(Rows from an object pointing dataset)
===============

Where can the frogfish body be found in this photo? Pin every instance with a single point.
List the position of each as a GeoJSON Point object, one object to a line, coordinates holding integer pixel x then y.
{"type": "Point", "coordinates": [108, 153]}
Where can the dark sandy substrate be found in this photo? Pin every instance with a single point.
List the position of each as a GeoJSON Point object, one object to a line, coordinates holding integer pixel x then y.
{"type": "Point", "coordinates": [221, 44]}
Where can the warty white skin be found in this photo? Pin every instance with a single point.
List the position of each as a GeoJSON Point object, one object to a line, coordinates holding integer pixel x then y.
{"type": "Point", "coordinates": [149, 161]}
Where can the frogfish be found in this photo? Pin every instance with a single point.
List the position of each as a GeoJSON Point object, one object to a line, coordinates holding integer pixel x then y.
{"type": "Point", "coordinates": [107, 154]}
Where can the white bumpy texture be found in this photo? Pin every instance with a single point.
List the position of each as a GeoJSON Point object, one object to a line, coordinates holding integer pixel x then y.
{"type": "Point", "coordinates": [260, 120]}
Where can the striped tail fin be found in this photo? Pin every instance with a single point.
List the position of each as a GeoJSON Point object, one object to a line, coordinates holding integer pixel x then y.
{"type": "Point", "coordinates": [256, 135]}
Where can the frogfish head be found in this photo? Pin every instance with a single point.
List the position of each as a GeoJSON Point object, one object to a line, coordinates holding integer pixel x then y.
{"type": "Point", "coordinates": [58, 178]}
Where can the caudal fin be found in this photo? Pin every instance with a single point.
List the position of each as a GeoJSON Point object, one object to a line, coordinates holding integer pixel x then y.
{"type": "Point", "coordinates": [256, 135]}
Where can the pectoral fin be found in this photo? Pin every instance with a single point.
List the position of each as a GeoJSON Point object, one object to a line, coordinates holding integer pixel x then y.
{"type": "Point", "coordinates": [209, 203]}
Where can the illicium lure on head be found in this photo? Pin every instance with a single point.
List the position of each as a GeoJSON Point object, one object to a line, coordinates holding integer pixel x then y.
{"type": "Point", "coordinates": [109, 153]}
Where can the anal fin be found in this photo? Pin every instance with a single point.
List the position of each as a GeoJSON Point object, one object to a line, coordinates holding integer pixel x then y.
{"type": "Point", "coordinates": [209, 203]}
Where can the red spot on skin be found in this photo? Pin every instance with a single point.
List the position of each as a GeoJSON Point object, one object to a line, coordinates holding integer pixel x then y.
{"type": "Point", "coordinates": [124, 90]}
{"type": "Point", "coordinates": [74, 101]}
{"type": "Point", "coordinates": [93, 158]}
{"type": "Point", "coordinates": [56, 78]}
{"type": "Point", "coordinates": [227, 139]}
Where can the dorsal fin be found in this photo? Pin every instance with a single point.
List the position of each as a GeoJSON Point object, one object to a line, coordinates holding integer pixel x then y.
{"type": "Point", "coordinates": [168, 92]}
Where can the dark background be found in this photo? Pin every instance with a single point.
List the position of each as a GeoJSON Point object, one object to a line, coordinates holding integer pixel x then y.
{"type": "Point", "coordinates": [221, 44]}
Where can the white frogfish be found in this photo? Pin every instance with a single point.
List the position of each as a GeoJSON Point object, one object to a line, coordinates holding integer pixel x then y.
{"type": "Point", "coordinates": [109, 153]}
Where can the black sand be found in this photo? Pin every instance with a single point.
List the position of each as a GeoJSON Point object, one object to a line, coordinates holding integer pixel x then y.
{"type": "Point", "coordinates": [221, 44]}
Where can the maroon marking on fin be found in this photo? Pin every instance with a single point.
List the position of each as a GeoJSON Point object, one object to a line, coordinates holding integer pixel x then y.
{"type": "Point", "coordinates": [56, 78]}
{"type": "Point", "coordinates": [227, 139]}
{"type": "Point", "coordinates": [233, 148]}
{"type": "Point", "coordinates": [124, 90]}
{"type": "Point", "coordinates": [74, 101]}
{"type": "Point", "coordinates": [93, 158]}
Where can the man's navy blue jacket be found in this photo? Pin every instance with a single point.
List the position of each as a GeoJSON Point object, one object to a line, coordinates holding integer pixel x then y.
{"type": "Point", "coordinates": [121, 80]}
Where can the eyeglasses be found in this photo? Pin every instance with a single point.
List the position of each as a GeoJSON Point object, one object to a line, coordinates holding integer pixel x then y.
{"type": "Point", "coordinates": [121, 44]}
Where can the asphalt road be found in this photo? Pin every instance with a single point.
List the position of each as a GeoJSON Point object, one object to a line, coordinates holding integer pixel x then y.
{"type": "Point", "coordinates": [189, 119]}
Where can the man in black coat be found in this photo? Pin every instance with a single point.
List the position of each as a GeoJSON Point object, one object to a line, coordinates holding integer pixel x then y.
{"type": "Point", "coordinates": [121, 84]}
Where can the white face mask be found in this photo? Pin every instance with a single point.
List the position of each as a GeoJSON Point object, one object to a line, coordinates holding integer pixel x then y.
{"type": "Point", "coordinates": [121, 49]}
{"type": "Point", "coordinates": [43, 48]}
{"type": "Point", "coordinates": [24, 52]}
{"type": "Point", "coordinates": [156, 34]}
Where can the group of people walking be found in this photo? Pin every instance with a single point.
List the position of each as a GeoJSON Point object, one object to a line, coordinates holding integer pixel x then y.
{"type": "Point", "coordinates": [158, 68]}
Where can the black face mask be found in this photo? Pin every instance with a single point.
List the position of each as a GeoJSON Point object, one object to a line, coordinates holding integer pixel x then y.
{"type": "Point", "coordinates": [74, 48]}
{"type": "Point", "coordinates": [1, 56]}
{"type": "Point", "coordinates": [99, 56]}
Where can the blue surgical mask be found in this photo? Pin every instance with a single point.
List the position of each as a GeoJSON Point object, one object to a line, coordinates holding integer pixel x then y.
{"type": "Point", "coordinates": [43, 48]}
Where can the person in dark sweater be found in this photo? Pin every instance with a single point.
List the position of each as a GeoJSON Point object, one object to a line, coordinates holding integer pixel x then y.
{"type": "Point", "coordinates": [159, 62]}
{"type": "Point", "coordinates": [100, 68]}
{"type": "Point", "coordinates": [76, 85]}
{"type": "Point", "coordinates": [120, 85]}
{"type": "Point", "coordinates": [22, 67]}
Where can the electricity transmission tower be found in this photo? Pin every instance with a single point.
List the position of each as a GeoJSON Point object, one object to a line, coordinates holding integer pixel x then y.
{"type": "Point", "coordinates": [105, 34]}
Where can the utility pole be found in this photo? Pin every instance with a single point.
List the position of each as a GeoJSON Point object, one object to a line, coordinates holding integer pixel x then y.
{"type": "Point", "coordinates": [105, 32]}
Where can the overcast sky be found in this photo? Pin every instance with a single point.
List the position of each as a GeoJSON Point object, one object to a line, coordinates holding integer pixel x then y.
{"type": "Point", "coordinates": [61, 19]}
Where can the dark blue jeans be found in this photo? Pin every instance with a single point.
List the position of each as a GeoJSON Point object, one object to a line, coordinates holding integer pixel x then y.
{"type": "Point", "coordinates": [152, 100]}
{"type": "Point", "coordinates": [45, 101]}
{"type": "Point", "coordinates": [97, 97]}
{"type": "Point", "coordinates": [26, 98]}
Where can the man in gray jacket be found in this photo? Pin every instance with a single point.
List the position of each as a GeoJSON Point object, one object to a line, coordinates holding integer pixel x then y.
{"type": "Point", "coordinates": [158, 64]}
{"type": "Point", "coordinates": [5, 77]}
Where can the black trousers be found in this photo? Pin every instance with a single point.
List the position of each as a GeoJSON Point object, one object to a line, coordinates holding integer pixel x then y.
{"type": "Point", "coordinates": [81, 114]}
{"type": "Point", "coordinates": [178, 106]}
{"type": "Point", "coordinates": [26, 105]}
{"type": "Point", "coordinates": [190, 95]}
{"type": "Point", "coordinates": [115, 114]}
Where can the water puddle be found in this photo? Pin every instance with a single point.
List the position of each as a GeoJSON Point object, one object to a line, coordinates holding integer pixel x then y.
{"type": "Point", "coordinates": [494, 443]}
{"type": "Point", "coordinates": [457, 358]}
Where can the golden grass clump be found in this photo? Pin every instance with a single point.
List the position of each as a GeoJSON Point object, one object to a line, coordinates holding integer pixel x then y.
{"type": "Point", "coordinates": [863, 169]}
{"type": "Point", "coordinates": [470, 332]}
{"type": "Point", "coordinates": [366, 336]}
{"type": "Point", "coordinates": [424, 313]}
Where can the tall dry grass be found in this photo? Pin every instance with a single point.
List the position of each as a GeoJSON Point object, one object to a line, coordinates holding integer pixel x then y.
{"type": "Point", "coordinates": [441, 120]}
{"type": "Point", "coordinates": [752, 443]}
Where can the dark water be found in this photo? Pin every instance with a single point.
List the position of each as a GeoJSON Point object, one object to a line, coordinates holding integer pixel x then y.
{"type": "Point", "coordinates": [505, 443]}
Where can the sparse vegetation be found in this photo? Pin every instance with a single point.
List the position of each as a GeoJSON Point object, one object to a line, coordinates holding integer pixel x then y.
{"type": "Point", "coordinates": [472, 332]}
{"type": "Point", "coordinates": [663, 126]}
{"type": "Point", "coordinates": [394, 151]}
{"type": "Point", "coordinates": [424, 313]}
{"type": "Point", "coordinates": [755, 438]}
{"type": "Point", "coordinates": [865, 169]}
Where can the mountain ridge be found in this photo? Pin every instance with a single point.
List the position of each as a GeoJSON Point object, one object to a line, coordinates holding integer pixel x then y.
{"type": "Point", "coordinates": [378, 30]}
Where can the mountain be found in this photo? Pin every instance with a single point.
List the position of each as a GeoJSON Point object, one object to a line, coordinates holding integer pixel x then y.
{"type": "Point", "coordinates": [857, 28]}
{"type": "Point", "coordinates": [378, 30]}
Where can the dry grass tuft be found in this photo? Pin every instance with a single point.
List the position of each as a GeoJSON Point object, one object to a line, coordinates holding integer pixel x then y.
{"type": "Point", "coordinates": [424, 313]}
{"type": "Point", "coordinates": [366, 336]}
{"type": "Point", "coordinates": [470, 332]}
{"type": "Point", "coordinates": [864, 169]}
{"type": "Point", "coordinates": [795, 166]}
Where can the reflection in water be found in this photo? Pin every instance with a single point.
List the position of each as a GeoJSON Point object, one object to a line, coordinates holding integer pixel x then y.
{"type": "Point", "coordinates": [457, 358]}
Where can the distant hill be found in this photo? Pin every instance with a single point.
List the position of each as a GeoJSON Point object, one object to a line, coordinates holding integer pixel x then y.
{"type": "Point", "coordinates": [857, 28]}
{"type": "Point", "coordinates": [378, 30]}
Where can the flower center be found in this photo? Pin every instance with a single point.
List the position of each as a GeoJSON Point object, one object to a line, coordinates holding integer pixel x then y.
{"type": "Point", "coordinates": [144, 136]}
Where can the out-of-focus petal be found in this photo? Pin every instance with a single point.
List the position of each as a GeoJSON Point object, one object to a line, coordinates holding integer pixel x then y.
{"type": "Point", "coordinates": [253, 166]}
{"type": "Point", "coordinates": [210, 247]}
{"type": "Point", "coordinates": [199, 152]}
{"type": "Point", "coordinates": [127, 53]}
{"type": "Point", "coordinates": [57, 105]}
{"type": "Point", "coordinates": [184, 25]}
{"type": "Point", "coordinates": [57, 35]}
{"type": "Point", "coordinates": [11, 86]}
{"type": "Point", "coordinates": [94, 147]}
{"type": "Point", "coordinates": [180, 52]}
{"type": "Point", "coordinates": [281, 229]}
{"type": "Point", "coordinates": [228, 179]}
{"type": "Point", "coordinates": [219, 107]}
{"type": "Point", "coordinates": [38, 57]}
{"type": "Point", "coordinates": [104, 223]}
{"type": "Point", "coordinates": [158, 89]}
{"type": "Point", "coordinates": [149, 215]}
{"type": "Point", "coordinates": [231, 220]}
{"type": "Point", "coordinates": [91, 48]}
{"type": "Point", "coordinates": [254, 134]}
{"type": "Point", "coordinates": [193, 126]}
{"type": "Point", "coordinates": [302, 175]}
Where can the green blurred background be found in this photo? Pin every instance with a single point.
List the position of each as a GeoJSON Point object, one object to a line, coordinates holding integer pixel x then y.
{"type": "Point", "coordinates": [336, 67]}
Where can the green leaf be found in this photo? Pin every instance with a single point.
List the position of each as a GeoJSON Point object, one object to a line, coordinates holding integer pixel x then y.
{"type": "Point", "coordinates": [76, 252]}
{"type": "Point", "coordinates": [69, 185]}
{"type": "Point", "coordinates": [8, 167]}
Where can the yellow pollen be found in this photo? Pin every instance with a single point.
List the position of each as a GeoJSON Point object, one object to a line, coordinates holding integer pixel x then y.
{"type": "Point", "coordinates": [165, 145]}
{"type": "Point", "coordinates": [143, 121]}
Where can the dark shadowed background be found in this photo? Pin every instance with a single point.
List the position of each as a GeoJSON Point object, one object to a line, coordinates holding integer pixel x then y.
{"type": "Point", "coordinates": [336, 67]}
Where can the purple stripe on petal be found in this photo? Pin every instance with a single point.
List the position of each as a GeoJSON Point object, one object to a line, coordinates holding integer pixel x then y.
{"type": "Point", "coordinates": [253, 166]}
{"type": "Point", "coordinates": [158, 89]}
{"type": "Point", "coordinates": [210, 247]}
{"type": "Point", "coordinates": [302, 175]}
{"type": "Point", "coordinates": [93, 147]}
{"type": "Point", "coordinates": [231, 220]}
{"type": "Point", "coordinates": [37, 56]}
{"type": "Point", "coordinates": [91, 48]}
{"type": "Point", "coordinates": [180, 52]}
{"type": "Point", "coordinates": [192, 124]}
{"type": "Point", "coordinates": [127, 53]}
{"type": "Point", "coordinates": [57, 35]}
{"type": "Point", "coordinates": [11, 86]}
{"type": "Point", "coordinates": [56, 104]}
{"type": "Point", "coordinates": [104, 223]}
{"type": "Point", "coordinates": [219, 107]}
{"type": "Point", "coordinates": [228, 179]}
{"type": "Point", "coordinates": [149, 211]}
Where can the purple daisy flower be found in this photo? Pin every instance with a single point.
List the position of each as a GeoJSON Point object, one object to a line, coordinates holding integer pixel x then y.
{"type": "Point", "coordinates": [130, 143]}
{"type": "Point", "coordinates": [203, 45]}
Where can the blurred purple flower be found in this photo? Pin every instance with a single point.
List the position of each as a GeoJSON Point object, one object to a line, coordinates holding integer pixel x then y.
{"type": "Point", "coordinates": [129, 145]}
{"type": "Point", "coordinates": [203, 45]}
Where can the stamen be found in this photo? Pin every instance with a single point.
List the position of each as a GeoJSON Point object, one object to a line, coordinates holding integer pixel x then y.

===============

**Aim of the exercise:**
Convert the lines of the material starting at the one containing "Where can the stamen" and ending at the last line into a JSON list of strings, one string per line, omitting blank lines.

**Final result:**
[
  "Where can the stamen be found in this photo? Pin every instance with a single point.",
  "List the position of each as a GeoJSON Point object, one object to a line, coordinates holding integer pixel x then y."
]